* _Ketentuan Tugas 1_
Dari teks sumber di bawah, tuliskan setiap kata yang memakai tanda hubung. Tulis masing-masing sekali saja, dalam huruf kecil.

* _Teks Sumber_

■ ■ ■

Sejarah Sosial Pendidikan Islam


BAB I
PENDAHULUAN

Pusat-pusat Pendidikan Islam masih terus mengalami perkembangan dan perubahan seiring dengan pertumbuhan dan perkembangan dunia islam.
Pusat-pusat pendidikan Islam adalah merupakan hasil pemikiran setempat yang dicetuskan oleh kebutuhan-kebutuhan suatu masyarakat Islam dan perkembangan yang digerakkan oleh jiwa Islam dan berpedoman kepada ajaran-ajarannya. Secara keseluruhan, pusat-pusat pendidikan Islam itu bukanlah yang datang dari luar atau terambil dari kebudayaan-kebudayaan lama, akan tetapi ia dalam pertumbuhan dan perkembangannya mempunyai hubungan erat dengan Islam secara umum, dan di dalamnya kelihatan tujuan-tujuan dan sikap-sikap kehidupan tersebut.
Pusat pendidikan yang bermacam-macam itu telah tumbuh dalam jarak yang jauh, dibawah pengaruh situasi-situasi yang tertentu dan untuk melahirkan tujuan-tujuan yang tertentu pula yang diinginkan oleh kebutuhan-kebutuhan kehidupan islam yang terus tumbuh dan berkembang.

■ ■ ■

* _Data yang Diberikan_
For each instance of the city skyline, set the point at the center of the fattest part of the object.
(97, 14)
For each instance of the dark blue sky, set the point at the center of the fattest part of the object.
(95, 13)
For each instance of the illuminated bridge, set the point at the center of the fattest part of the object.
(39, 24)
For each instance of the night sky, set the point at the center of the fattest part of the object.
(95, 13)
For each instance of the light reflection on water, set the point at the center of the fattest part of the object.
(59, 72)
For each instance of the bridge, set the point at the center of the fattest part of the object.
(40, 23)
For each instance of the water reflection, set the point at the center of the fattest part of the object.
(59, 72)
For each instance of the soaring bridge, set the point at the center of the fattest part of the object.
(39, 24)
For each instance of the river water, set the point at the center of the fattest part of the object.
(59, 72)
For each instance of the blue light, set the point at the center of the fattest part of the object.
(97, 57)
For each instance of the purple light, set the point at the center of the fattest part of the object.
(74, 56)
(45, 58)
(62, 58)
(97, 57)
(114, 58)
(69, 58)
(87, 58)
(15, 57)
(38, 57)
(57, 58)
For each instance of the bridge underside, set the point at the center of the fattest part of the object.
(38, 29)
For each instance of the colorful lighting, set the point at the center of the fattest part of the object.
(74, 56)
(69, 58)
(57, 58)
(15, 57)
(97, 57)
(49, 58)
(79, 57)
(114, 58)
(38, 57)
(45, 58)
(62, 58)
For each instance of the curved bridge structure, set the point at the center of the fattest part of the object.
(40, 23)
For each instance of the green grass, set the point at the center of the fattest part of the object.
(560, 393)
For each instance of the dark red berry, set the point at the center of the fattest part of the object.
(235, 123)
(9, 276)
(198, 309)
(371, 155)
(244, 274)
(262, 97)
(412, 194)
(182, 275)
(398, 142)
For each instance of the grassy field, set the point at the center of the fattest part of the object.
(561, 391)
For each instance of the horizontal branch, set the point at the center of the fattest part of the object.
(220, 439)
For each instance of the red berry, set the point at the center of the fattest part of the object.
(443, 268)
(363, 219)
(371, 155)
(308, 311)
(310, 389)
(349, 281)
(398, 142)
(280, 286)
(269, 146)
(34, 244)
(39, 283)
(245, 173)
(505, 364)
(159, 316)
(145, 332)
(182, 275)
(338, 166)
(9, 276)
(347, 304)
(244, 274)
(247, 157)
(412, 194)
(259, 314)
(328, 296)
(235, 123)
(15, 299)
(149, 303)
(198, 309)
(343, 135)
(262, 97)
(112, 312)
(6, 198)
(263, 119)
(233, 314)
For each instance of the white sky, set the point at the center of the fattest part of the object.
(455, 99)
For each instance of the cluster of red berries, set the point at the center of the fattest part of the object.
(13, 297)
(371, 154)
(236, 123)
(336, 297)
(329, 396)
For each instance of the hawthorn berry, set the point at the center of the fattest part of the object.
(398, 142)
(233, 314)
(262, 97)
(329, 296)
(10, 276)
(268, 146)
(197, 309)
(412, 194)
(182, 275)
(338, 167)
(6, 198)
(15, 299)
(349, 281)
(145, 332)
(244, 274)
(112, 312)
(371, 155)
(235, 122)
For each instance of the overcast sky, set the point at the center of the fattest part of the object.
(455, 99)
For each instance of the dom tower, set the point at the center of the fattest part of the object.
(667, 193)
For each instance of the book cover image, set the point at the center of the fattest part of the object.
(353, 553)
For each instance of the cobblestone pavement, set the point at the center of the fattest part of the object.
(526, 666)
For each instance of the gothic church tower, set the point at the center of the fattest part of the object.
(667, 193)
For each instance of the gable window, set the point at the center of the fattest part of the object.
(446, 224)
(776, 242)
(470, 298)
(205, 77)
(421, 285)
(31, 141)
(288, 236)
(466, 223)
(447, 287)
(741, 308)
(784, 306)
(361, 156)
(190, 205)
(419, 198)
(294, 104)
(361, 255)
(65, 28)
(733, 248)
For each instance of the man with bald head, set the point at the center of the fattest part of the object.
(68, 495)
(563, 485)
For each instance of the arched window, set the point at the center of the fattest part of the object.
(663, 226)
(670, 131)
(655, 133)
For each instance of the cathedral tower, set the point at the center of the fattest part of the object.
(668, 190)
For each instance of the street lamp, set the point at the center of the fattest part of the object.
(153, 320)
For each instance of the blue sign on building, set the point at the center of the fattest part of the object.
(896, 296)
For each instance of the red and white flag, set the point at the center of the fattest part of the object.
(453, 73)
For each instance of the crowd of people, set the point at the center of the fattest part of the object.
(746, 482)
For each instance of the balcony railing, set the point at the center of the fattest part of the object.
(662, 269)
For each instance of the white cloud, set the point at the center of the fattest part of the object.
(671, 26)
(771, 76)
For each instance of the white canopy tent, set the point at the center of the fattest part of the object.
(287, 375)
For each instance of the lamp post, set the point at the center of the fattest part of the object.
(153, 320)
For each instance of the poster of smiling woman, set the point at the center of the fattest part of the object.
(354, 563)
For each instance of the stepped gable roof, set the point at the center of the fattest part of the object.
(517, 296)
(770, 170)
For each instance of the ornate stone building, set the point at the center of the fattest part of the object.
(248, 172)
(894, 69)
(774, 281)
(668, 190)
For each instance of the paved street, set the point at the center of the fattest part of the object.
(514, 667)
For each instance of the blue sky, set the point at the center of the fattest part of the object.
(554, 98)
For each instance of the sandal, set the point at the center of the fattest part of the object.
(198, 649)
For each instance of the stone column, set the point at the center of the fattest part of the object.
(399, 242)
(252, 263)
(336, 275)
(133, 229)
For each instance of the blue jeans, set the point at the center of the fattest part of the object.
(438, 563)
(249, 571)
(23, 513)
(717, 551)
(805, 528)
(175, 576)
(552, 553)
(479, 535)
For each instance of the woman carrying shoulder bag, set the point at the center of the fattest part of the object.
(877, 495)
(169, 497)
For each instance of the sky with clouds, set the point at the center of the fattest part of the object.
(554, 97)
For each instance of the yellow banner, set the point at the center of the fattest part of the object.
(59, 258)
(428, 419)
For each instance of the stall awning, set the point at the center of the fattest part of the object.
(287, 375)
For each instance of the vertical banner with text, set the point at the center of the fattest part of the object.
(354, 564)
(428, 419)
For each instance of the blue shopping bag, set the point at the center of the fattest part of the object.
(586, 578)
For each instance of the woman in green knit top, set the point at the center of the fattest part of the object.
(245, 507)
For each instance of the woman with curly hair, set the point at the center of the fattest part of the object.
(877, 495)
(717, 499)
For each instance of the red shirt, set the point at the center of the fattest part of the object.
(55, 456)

■ ■ ■

* _Ketentuan Tugas 2_
Tolong pilih dan salin setiap baris di atas yang memuat kata "window".

* _Jawaban Benar 1_
pusat-pusat
kebutuhan-kebutuhan
ajaran-ajarannya
kebudayaan-kebudayaan
tujuan-tujuan
sikap-sikap
bermacam-macam
situasi-situasi

* _Jawaban Benar 2_
For each instance of the gable window, set the point at the center of the fattest part of the object.
For each instance of the arched window, set the point at the center of the fattest part of the object.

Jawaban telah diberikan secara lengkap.